◆ GIVEN RECORDS:
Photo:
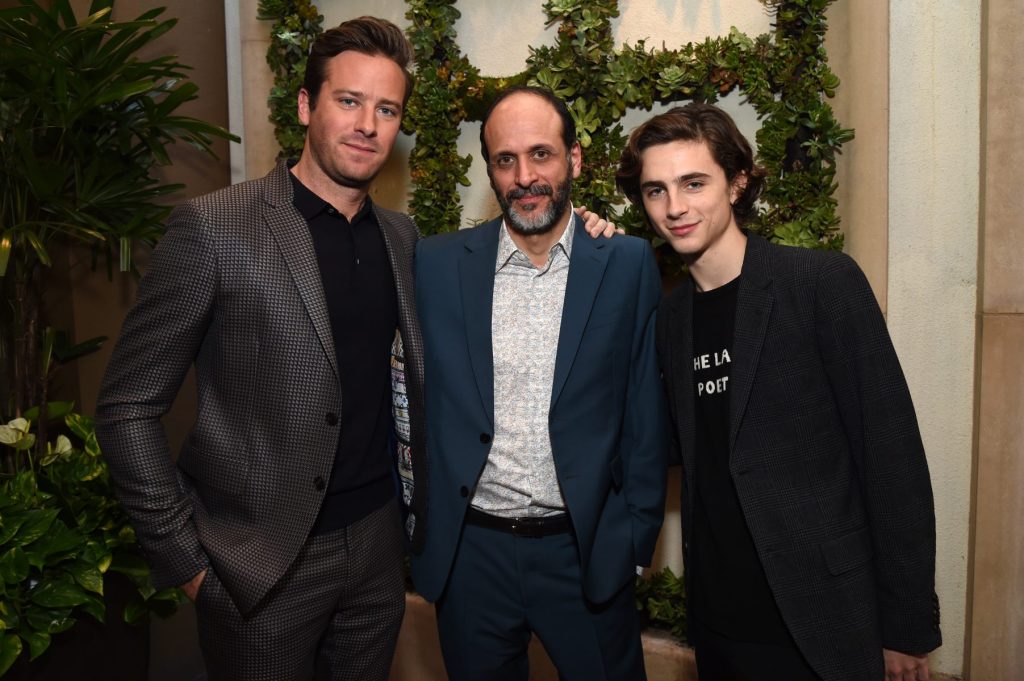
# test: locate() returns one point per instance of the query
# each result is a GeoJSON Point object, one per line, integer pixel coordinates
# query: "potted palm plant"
{"type": "Point", "coordinates": [84, 121]}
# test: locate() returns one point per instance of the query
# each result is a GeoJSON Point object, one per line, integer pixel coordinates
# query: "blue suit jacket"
{"type": "Point", "coordinates": [607, 421]}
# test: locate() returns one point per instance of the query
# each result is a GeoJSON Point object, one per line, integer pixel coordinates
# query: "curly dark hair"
{"type": "Point", "coordinates": [367, 35]}
{"type": "Point", "coordinates": [700, 123]}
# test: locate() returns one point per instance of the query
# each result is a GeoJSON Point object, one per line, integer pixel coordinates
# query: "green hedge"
{"type": "Point", "coordinates": [784, 75]}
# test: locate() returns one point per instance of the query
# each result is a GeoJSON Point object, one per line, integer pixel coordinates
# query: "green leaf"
{"type": "Point", "coordinates": [37, 522]}
{"type": "Point", "coordinates": [54, 410]}
{"type": "Point", "coordinates": [130, 564]}
{"type": "Point", "coordinates": [60, 541]}
{"type": "Point", "coordinates": [38, 642]}
{"type": "Point", "coordinates": [13, 565]}
{"type": "Point", "coordinates": [135, 612]}
{"type": "Point", "coordinates": [88, 577]}
{"type": "Point", "coordinates": [49, 620]}
{"type": "Point", "coordinates": [10, 648]}
{"type": "Point", "coordinates": [95, 607]}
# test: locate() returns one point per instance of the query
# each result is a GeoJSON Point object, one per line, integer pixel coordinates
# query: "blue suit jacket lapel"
{"type": "Point", "coordinates": [476, 279]}
{"type": "Point", "coordinates": [586, 270]}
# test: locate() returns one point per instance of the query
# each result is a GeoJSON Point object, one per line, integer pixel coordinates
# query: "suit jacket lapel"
{"type": "Point", "coordinates": [586, 270]}
{"type": "Point", "coordinates": [290, 231]}
{"type": "Point", "coordinates": [476, 279]}
{"type": "Point", "coordinates": [680, 353]}
{"type": "Point", "coordinates": [754, 304]}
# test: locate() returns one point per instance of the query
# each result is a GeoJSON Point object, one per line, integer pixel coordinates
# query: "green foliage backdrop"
{"type": "Point", "coordinates": [783, 74]}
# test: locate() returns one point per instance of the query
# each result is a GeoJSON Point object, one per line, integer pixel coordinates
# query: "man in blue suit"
{"type": "Point", "coordinates": [545, 418]}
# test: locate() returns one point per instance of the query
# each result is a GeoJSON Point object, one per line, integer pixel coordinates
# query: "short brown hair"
{"type": "Point", "coordinates": [700, 123]}
{"type": "Point", "coordinates": [367, 35]}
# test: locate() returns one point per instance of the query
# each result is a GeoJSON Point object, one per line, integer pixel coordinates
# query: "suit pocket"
{"type": "Point", "coordinates": [845, 553]}
{"type": "Point", "coordinates": [216, 473]}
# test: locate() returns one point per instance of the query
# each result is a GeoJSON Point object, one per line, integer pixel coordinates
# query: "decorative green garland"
{"type": "Point", "coordinates": [783, 75]}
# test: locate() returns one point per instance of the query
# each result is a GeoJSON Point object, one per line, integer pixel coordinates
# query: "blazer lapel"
{"type": "Point", "coordinates": [587, 265]}
{"type": "Point", "coordinates": [681, 355]}
{"type": "Point", "coordinates": [476, 280]}
{"type": "Point", "coordinates": [290, 231]}
{"type": "Point", "coordinates": [754, 305]}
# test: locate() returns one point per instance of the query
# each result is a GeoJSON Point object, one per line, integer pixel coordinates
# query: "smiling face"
{"type": "Point", "coordinates": [689, 202]}
{"type": "Point", "coordinates": [529, 168]}
{"type": "Point", "coordinates": [352, 126]}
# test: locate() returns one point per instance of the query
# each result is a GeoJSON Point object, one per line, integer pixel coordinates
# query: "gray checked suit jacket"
{"type": "Point", "coordinates": [825, 456]}
{"type": "Point", "coordinates": [233, 287]}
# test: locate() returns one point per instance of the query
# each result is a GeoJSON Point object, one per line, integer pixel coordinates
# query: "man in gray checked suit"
{"type": "Point", "coordinates": [281, 518]}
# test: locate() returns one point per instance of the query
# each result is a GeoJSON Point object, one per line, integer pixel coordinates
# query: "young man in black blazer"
{"type": "Point", "coordinates": [808, 519]}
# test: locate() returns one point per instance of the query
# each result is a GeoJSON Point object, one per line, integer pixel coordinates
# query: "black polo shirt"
{"type": "Point", "coordinates": [363, 306]}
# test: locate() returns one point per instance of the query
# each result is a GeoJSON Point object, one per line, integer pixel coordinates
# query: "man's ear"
{"type": "Point", "coordinates": [576, 160]}
{"type": "Point", "coordinates": [304, 107]}
{"type": "Point", "coordinates": [736, 187]}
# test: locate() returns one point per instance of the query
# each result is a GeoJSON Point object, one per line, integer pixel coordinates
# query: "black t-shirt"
{"type": "Point", "coordinates": [730, 593]}
{"type": "Point", "coordinates": [363, 306]}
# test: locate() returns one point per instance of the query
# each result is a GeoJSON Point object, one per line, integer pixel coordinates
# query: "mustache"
{"type": "Point", "coordinates": [531, 190]}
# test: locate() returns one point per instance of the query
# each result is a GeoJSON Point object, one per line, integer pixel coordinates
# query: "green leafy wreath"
{"type": "Point", "coordinates": [784, 75]}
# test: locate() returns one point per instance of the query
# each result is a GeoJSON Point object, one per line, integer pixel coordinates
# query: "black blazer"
{"type": "Point", "coordinates": [825, 456]}
{"type": "Point", "coordinates": [233, 287]}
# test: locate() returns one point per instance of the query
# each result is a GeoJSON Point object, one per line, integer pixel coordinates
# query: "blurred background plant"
{"type": "Point", "coordinates": [86, 118]}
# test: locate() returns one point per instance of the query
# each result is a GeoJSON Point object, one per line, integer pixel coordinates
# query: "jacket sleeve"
{"type": "Point", "coordinates": [889, 456]}
{"type": "Point", "coordinates": [645, 432]}
{"type": "Point", "coordinates": [159, 342]}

◆ EXERCISE DIRECTIONS: Working from the material above, transcribe it exactly while omitting pictures.

◆ PROBLEM SOLUTION:
Photo:
# test: locate() returns one point per instance of the query
# each result is a GeoJSON Point object, one per line, integer pixel coordinates
# query: "potted palm plant"
{"type": "Point", "coordinates": [84, 121]}
# test: locate() returns one point per instance of the query
# each result is a GeoJSON Point object, one per line, integer pixel coordinates
# query: "blue suit jacket"
{"type": "Point", "coordinates": [607, 421]}
# test: locate() returns one point per instance of the query
# each result is a GeoJSON Point object, one per line, integer pixel coordinates
# query: "curly dark hair"
{"type": "Point", "coordinates": [367, 35]}
{"type": "Point", "coordinates": [700, 123]}
# test: locate() returns one point per instance of the query
# each result is a GeoJSON Point object, one per line, integer pixel coordinates
# query: "green hedge"
{"type": "Point", "coordinates": [784, 75]}
# test: locate() returns one point per instance of the query
# each result is a GeoJSON Point object, one per line, integer pixel coordinates
# query: "green leaf"
{"type": "Point", "coordinates": [37, 522]}
{"type": "Point", "coordinates": [54, 410]}
{"type": "Point", "coordinates": [130, 564]}
{"type": "Point", "coordinates": [60, 541]}
{"type": "Point", "coordinates": [38, 642]}
{"type": "Point", "coordinates": [13, 565]}
{"type": "Point", "coordinates": [135, 612]}
{"type": "Point", "coordinates": [88, 577]}
{"type": "Point", "coordinates": [49, 620]}
{"type": "Point", "coordinates": [10, 648]}
{"type": "Point", "coordinates": [95, 607]}
# test: locate() returns one point per instance of the query
# each result is a GeoJSON Point object, one per line, integer pixel coordinates
# query: "blue suit jacket lapel"
{"type": "Point", "coordinates": [476, 279]}
{"type": "Point", "coordinates": [586, 270]}
# test: locate() returns one point per instance of the query
# each result is a GeoJSON Point object, one per line, integer pixel coordinates
# query: "suit jacket lapel"
{"type": "Point", "coordinates": [586, 270]}
{"type": "Point", "coordinates": [290, 231]}
{"type": "Point", "coordinates": [476, 279]}
{"type": "Point", "coordinates": [680, 353]}
{"type": "Point", "coordinates": [754, 304]}
# test: locate() returns one point per instance of the query
# each result is a GeoJSON Point object, one per line, integer pixel coordinates
# query: "green foliage backdrop"
{"type": "Point", "coordinates": [783, 74]}
# test: locate() returns one point per instance of the query
# each result is a GeoJSON Point object, one per line, integer pixel coordinates
# query: "man in blue suit"
{"type": "Point", "coordinates": [545, 418]}
# test: locate() returns one point per instance of the query
# each result is a GeoJSON Point object, one per line, integer pixel coordinates
# query: "short brown hair"
{"type": "Point", "coordinates": [700, 123]}
{"type": "Point", "coordinates": [367, 35]}
# test: locate() returns one point per instance of the query
# each result is a GeoJSON Point object, one per line, integer pixel coordinates
# query: "suit pocket"
{"type": "Point", "coordinates": [845, 553]}
{"type": "Point", "coordinates": [216, 473]}
# test: locate() returns one point per instance of the query
# each result is a GeoJSON Point object, one per line, integer pixel coordinates
# query: "decorative green garland"
{"type": "Point", "coordinates": [783, 75]}
# test: locate() returns one point per instance of the query
# each result is a GeoJSON Point object, one per line, integer pixel coordinates
# query: "blazer lapel"
{"type": "Point", "coordinates": [587, 265]}
{"type": "Point", "coordinates": [681, 355]}
{"type": "Point", "coordinates": [476, 280]}
{"type": "Point", "coordinates": [290, 231]}
{"type": "Point", "coordinates": [754, 305]}
# test: locate() returns one point per instance of the query
# each result is a GeoJSON Point object, one per line, integer pixel coordinates
# query: "smiling face"
{"type": "Point", "coordinates": [689, 202]}
{"type": "Point", "coordinates": [529, 168]}
{"type": "Point", "coordinates": [352, 126]}
# test: locate() returns one point per instance of the query
# each result is a GeoJSON Point object, one per line, integer pixel coordinates
# query: "gray checked suit jacket"
{"type": "Point", "coordinates": [825, 456]}
{"type": "Point", "coordinates": [233, 287]}
# test: locate() returns one point per instance of the query
# each result is a GeoJSON Point object, one per line, integer pixel coordinates
# query: "man in gray checked suit"
{"type": "Point", "coordinates": [281, 518]}
# test: locate() returns one point per instance of the query
# each result is a GeoJSON Point object, one per line, integer pixel coordinates
# query: "young man in black blazer"
{"type": "Point", "coordinates": [808, 519]}
# test: locate() returns one point per instance of the query
# each result is a GeoJSON Point object, one per line, integer pixel coordinates
# query: "black polo shirt"
{"type": "Point", "coordinates": [363, 306]}
# test: locate() returns one point per instance of the query
# each result is a GeoJSON Point object, one per line, integer pixel coordinates
# query: "man's ear"
{"type": "Point", "coordinates": [576, 160]}
{"type": "Point", "coordinates": [304, 107]}
{"type": "Point", "coordinates": [736, 187]}
# test: locate() returns one point per instance of the query
# each result is a GeoJSON Point object, one per line, integer pixel coordinates
# query: "black t-shirt"
{"type": "Point", "coordinates": [730, 593]}
{"type": "Point", "coordinates": [363, 306]}
# test: locate() returns one point per instance of the query
# each result is a GeoJSON Point object, one per line, integer pixel coordinates
# query: "mustache"
{"type": "Point", "coordinates": [531, 190]}
# test: locate() returns one point per instance of the query
# each result is a GeoJSON Point object, one per line, integer pixel coordinates
# query: "green leafy wreath"
{"type": "Point", "coordinates": [784, 75]}
# test: locate() returns one point per instance of the query
# each result is a GeoJSON Point object, one per line, integer pixel coordinates
# query: "black blazer"
{"type": "Point", "coordinates": [825, 456]}
{"type": "Point", "coordinates": [233, 287]}
# test: locate() returns one point per instance of the query
# each result is a GeoJSON Point object, one per line, integer pixel coordinates
# query: "blurred background plant"
{"type": "Point", "coordinates": [86, 118]}
# test: locate() returns one point per instance of the query
# each result is a GeoJSON Point object, one per line, integer pixel coordinates
# query: "jacket sleeve"
{"type": "Point", "coordinates": [889, 456]}
{"type": "Point", "coordinates": [645, 432]}
{"type": "Point", "coordinates": [159, 342]}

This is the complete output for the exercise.